» **Task details**
Below are some records; output exactly the lines from the line with "50L325 57L327 51L322" to the line with "0L0 40L245 53L300", both ends kept, and nothing more.

» **Supplied material**
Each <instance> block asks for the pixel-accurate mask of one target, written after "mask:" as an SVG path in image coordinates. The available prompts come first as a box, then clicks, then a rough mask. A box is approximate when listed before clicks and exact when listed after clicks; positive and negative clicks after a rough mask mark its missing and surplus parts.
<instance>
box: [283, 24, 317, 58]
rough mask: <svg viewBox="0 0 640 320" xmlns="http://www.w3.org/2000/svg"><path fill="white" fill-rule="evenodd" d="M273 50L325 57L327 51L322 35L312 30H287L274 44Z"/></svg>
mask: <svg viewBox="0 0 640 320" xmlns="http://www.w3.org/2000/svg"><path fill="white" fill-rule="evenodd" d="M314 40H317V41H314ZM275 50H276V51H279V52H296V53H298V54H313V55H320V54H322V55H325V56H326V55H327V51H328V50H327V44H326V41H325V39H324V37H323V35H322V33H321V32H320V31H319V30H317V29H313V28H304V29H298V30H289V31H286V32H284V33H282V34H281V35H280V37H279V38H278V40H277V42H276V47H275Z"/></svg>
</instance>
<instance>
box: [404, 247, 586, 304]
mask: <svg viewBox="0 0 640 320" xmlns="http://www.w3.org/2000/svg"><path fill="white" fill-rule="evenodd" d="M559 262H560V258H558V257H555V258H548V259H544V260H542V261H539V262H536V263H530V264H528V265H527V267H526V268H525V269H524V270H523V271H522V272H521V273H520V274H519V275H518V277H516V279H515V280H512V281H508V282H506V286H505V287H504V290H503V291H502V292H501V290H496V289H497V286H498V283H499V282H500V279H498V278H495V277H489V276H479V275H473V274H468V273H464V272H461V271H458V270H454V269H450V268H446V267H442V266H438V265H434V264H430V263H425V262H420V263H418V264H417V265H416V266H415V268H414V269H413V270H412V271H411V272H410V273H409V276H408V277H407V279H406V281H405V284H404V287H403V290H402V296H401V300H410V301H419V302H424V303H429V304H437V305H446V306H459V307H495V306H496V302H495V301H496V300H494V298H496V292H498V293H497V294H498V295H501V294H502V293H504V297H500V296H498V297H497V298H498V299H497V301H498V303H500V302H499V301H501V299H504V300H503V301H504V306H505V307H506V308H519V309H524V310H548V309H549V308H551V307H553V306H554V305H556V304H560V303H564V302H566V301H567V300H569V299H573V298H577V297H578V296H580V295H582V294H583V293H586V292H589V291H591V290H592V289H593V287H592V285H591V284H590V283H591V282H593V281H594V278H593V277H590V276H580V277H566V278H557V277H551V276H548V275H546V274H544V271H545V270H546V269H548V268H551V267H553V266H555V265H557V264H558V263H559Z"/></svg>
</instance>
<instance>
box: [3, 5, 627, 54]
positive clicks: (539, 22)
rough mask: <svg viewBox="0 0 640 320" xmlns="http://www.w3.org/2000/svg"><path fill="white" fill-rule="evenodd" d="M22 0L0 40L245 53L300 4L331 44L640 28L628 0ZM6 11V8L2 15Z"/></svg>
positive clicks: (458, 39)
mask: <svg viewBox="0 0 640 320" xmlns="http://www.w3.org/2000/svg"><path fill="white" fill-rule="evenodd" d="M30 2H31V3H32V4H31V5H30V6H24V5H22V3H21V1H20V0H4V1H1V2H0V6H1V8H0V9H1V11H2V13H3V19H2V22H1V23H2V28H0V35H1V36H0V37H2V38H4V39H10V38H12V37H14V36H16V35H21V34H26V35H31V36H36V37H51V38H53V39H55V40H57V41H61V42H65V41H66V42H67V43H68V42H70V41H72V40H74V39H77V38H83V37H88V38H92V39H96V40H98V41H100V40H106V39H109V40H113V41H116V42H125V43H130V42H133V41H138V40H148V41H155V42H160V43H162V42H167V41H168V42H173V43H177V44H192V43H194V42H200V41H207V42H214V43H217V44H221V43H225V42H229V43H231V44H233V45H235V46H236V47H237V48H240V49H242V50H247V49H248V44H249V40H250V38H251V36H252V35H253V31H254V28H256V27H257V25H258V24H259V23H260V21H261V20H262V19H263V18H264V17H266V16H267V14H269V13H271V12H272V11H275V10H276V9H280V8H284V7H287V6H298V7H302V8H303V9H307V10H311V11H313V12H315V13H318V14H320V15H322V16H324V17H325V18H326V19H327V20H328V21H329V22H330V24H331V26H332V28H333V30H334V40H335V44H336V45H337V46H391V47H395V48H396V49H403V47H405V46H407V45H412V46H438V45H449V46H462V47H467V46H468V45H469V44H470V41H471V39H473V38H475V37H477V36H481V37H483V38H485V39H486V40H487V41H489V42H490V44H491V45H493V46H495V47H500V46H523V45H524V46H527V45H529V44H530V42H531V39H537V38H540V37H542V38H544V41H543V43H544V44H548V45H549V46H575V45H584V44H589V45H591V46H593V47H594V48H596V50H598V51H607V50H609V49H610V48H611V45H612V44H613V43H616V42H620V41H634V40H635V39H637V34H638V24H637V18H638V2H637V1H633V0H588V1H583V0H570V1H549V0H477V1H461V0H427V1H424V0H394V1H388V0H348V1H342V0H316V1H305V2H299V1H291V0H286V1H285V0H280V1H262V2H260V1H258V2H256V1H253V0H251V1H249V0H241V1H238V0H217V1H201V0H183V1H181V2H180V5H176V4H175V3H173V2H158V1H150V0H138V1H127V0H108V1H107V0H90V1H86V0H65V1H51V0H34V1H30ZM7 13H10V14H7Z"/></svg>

» **Exercise result**
rough mask: <svg viewBox="0 0 640 320" xmlns="http://www.w3.org/2000/svg"><path fill="white" fill-rule="evenodd" d="M273 50L325 57L327 51L322 35L312 30H287L274 44Z"/></svg>
mask: <svg viewBox="0 0 640 320" xmlns="http://www.w3.org/2000/svg"><path fill="white" fill-rule="evenodd" d="M314 40H317V41H314ZM275 50H276V51H279V52H296V53H298V54H313V55H320V54H322V55H325V56H326V55H327V51H328V50H327V44H326V41H325V39H324V37H323V35H322V33H321V32H320V31H319V30H317V29H313V28H304V29H298V30H289V31H286V32H284V33H282V34H281V35H280V37H279V38H278V40H277V42H276V47H275Z"/></svg>
</instance>
<instance>
box: [404, 247, 586, 304]
mask: <svg viewBox="0 0 640 320" xmlns="http://www.w3.org/2000/svg"><path fill="white" fill-rule="evenodd" d="M559 262H560V258H558V257H555V258H548V259H544V260H542V261H539V262H536V263H530V264H528V265H527V267H526V268H525V269H524V270H523V271H522V272H521V273H520V274H519V275H518V277H516V279H515V280H512V281H508V282H506V286H505V287H504V290H503V291H502V292H501V290H496V289H497V286H498V283H499V282H500V279H498V278H495V277H489V276H479V275H473V274H468V273H464V272H461V271H458V270H454V269H450V268H446V267H442V266H438V265H434V264H430V263H425V262H420V263H418V264H417V265H416V266H415V268H414V269H413V270H412V271H411V272H410V273H409V276H408V277H407V279H406V281H405V284H404V287H403V290H402V296H401V300H410V301H419V302H424V303H429V304H437V305H446V306H459V307H495V306H496V302H495V301H496V300H494V298H496V292H498V293H497V294H498V295H501V294H502V293H504V297H500V296H498V297H497V298H498V299H497V301H498V303H500V302H499V301H501V299H504V300H503V301H504V306H505V307H506V308H519V309H524V310H548V309H549V308H551V307H553V306H554V305H556V304H560V303H564V302H566V301H567V300H569V299H573V298H577V297H578V296H580V295H582V294H583V293H586V292H589V291H591V290H592V289H593V287H592V285H591V284H590V283H591V282H593V281H594V278H593V277H590V276H580V277H566V278H557V277H551V276H548V275H546V274H544V271H545V270H546V269H548V268H551V267H553V266H555V265H557V264H558V263H559Z"/></svg>
</instance>
<instance>
box: [3, 5, 627, 54]
positive clicks: (539, 22)
rough mask: <svg viewBox="0 0 640 320" xmlns="http://www.w3.org/2000/svg"><path fill="white" fill-rule="evenodd" d="M22 0L0 40L245 53L300 4L331 44L640 28L628 0ZM6 11V8L2 15Z"/></svg>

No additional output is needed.